BEGIN Data for this exercise

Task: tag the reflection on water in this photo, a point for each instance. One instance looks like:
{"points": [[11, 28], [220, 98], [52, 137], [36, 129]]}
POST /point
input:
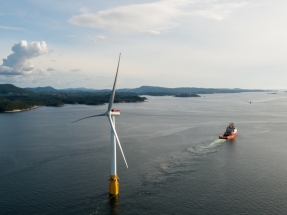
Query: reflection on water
{"points": [[176, 163]]}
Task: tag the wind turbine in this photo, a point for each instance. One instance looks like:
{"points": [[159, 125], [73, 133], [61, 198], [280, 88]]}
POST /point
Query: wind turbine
{"points": [[111, 114]]}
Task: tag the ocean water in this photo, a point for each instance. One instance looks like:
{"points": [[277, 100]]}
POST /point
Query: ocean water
{"points": [[177, 164]]}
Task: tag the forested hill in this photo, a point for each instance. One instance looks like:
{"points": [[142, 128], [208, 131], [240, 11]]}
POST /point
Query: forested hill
{"points": [[10, 89], [14, 98]]}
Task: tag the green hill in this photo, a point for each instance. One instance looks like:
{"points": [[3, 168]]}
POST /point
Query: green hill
{"points": [[10, 89]]}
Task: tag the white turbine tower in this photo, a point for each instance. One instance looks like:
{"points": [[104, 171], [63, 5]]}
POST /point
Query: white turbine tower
{"points": [[111, 113]]}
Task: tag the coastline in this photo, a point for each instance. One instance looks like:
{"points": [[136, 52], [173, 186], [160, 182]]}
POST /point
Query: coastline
{"points": [[21, 110]]}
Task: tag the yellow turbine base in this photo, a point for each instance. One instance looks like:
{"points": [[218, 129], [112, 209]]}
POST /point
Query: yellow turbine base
{"points": [[114, 186]]}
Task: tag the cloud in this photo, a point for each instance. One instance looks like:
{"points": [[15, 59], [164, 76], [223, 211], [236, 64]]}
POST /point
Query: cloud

END Data for this exercise

§ Goal
In the copy, include all records verbatim but no images.

§ Exercise result
Task: tag the reflection on water in this photo, a point for each instance. One instance looks like:
{"points": [[11, 28], [220, 98], [52, 137], [36, 129]]}
POST /point
input:
Query: reflection on water
{"points": [[176, 163]]}
Task: tag the wind turbine in this photo, a point for each instance. One instance looks like:
{"points": [[159, 125], [73, 133], [61, 198], [280, 88]]}
POST /point
Query: wind turbine
{"points": [[111, 114]]}
Task: tag the ocean water in this photo, a point for each instance. One instance looks like:
{"points": [[277, 100]]}
POST /point
Query: ocean water
{"points": [[177, 164]]}
Task: tag the forested hill in this photo, a point for each instance. One instance looks like:
{"points": [[142, 128], [208, 131], [240, 11]]}
POST /point
Query: forested hill
{"points": [[10, 89], [14, 98]]}
Task: tag the green hill in this photo, a point for each instance. One instance looks like:
{"points": [[3, 168]]}
POST /point
Query: green hill
{"points": [[10, 89]]}
Task: tag the white turbine tower in this photo, a point for each instance. One instance looks like:
{"points": [[104, 171], [63, 5]]}
POST /point
Query: white turbine tower
{"points": [[111, 113]]}
Task: tag the coastline in this photo, a point for each instance. One instance looks like:
{"points": [[136, 52], [173, 186], [160, 182]]}
POST /point
Query: coastline
{"points": [[21, 110]]}
Task: tag the yellow turbine base in this photo, a point for each instance. One instance looks like:
{"points": [[218, 129], [112, 209]]}
POST /point
Query: yellow turbine base
{"points": [[114, 186]]}
Task: tag the cloud in this photo, a point for each instance. One instance looks like:
{"points": [[15, 59], [164, 76], [223, 211], [236, 64]]}
POST /point
Query: cloud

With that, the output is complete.